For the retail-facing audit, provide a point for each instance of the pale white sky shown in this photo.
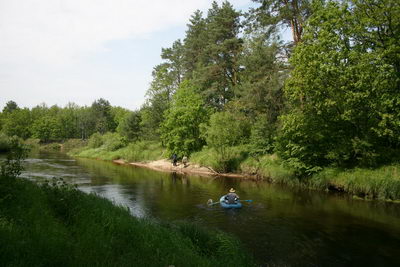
(60, 51)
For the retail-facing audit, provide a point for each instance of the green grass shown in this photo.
(133, 152)
(4, 142)
(381, 183)
(229, 162)
(51, 226)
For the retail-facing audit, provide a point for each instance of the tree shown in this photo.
(18, 123)
(10, 107)
(129, 127)
(225, 130)
(272, 14)
(104, 120)
(180, 130)
(262, 78)
(212, 47)
(47, 128)
(343, 91)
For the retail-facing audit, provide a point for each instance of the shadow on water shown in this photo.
(281, 227)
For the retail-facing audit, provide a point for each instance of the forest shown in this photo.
(234, 89)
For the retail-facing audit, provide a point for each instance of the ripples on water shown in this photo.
(281, 227)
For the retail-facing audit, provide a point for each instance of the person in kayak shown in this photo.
(231, 197)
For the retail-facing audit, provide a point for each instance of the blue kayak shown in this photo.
(225, 205)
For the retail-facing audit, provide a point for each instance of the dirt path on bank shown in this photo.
(190, 168)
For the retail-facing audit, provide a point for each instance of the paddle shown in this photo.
(210, 202)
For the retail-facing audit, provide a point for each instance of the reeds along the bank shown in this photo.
(49, 226)
(381, 183)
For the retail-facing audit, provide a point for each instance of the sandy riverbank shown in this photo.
(190, 168)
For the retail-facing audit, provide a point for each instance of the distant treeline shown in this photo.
(330, 97)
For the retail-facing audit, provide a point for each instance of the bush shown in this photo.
(113, 141)
(95, 140)
(56, 225)
(4, 142)
(229, 162)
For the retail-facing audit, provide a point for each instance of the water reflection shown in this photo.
(280, 227)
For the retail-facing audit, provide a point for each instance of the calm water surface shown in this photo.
(281, 227)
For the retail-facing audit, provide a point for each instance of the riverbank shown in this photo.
(190, 168)
(56, 224)
(382, 183)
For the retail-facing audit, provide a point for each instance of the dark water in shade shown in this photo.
(281, 227)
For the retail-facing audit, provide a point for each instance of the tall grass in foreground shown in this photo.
(61, 226)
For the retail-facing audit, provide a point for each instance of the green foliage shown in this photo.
(262, 136)
(180, 130)
(12, 165)
(113, 141)
(129, 126)
(60, 225)
(10, 107)
(102, 116)
(108, 141)
(5, 142)
(226, 129)
(381, 183)
(95, 140)
(18, 123)
(233, 158)
(142, 151)
(273, 14)
(216, 55)
(344, 88)
(264, 72)
(47, 128)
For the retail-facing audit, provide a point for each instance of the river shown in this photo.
(281, 227)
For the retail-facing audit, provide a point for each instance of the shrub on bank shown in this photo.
(380, 183)
(50, 226)
(138, 151)
(4, 142)
(228, 162)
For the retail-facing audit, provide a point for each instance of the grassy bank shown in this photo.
(381, 183)
(59, 225)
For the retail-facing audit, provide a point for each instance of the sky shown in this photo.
(60, 51)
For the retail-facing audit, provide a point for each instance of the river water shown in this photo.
(281, 227)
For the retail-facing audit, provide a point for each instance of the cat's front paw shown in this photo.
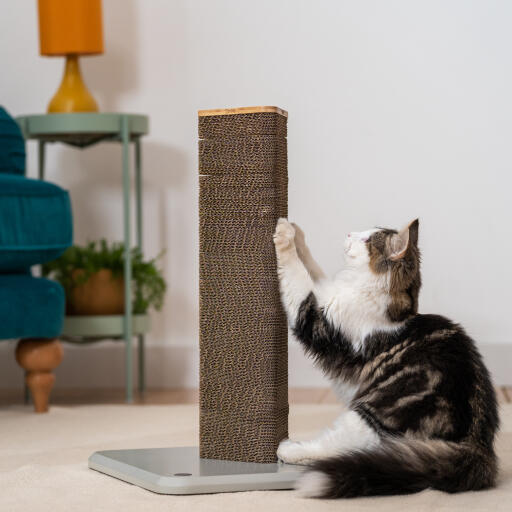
(293, 452)
(284, 235)
(300, 238)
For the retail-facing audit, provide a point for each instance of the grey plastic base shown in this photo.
(182, 471)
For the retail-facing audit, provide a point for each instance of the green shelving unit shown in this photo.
(82, 130)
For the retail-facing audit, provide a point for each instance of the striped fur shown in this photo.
(426, 406)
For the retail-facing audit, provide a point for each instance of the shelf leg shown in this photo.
(138, 210)
(142, 362)
(40, 159)
(125, 138)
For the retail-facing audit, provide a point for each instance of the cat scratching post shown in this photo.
(243, 186)
(243, 329)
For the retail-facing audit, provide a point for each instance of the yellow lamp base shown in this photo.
(73, 95)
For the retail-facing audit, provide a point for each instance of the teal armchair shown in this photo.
(35, 227)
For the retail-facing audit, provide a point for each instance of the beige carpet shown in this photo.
(43, 464)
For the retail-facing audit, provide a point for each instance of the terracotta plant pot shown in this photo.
(101, 294)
============
» **TASK OBJECTIVE**: Restate the data above word for word. Do not include the images.

» **RESPONSE TO THIS TASK**:
For the retail-facing audit, provide a point for each instance of the pale white sky shown in this photo.
(60, 51)
For the retail-facing audit, provide a point for each instance of the green grass shown in this photo.
(133, 152)
(4, 142)
(381, 183)
(229, 162)
(51, 226)
For the retail-facing audit, provide a point for each instance of the tree shown in this photo.
(18, 123)
(10, 107)
(129, 127)
(225, 130)
(272, 14)
(104, 120)
(180, 130)
(262, 78)
(212, 47)
(47, 128)
(343, 91)
For the retail-facing audit, provide a point for each instance of the shadow on water shown in this photo.
(281, 227)
For the retail-facing audit, provide a point for each instance of the forest shown in this photo.
(234, 89)
For the retail-facing audit, provide a point for each instance of the ripples on water shown in this photo.
(281, 227)
For the retail-facing audit, provide a point for each instance of the person in kayak shown in this photo.
(231, 197)
For the retail-facing audit, provide a point for each instance of the blue kayak shown in this photo.
(225, 205)
For the retail-facing audit, provide a point for each instance of the dirt path on bank shown in this photo.
(190, 168)
For the retail-facing audit, provide a point for each instance of the paddle shown in this photo.
(210, 202)
For the retail-facing audit, provide a point for each instance of the reeds along the bank shown in this photo.
(49, 226)
(381, 183)
For the retail-facing audit, provide a point for each instance of the sandy riverbank shown in this photo.
(190, 168)
For the retail-facing audit, provide a point for each instance of the distant treeline shown in this photo.
(330, 97)
For the retail-facing audit, provide a point for each instance of the bush shown in this photo.
(113, 141)
(95, 140)
(56, 225)
(4, 142)
(229, 162)
For the retail-facing audit, provide a point for each instance of the water reflection shown in this photo.
(280, 227)
For the retail-facing audit, provide a point for each instance of the calm water surface shown in this photo.
(281, 227)
For the retail-facing audit, provide a point for each instance of the riverbank shown in this photo.
(190, 168)
(56, 224)
(382, 183)
For the retail-facing audit, provide a point for each instance of the dark water in shade shown in this photo.
(281, 227)
For the retail-facing audit, provide a point for each instance of the tall grass in foreground shown in this photo.
(61, 226)
For the retail-facing audit, provide a point for each instance of the green foliage shown in this photo.
(262, 136)
(180, 130)
(12, 165)
(113, 141)
(129, 126)
(60, 225)
(10, 107)
(102, 116)
(108, 141)
(5, 142)
(226, 129)
(381, 183)
(95, 140)
(18, 123)
(233, 158)
(142, 151)
(273, 14)
(216, 55)
(344, 88)
(264, 72)
(47, 128)
For the retail-facing audit, provide a point for each instance of the river shown in this photo.
(281, 227)
For the retail-facing audit, provide a point for each instance of the shrub on bank shown in this photo.
(380, 183)
(50, 226)
(138, 151)
(4, 142)
(228, 162)
For the retail-facing audit, provide a point for each instance of the grassy bank shown in this photo.
(381, 183)
(59, 225)
For the retail-facing audit, provide a point for each instance of the sky shown in this photo.
(60, 51)
For the retail-facing audit, provide a point for each instance of the river water shown in this photo.
(281, 227)
For the retail-facing audit, provide a point for each instance of the cat's front paw shown in this photo.
(293, 452)
(284, 235)
(300, 238)
For the retail-facing audit, provide a point for each instance of the grey plastic base shown in this photo.
(182, 471)
For the retail-facing audit, provide a point for each instance of the green shelving unit shown in this photo.
(82, 130)
For the retail-facing audit, provide a point for each instance of the striped fur shown in this photo.
(426, 406)
For the retail-facing audit, provide a point for each instance of the shelf leg shown in this photo.
(138, 210)
(142, 362)
(40, 159)
(125, 138)
For the retail-facing audit, provide a point for each instance of the cat scratching post shown in this photo.
(243, 186)
(243, 329)
For the retail-facing audit, provide a point for each instance of the yellow lamp base shown in this photo.
(73, 95)
For the retail-facing audit, provide a point for each instance of the teal armchair shown in this photo.
(35, 227)
For the retail-facing audit, provide a point for each instance of the beige carpet shown in this photo.
(43, 464)
For the retail-facing audit, provide a point for each instance of the terracotta plant pot shown in this photo.
(101, 294)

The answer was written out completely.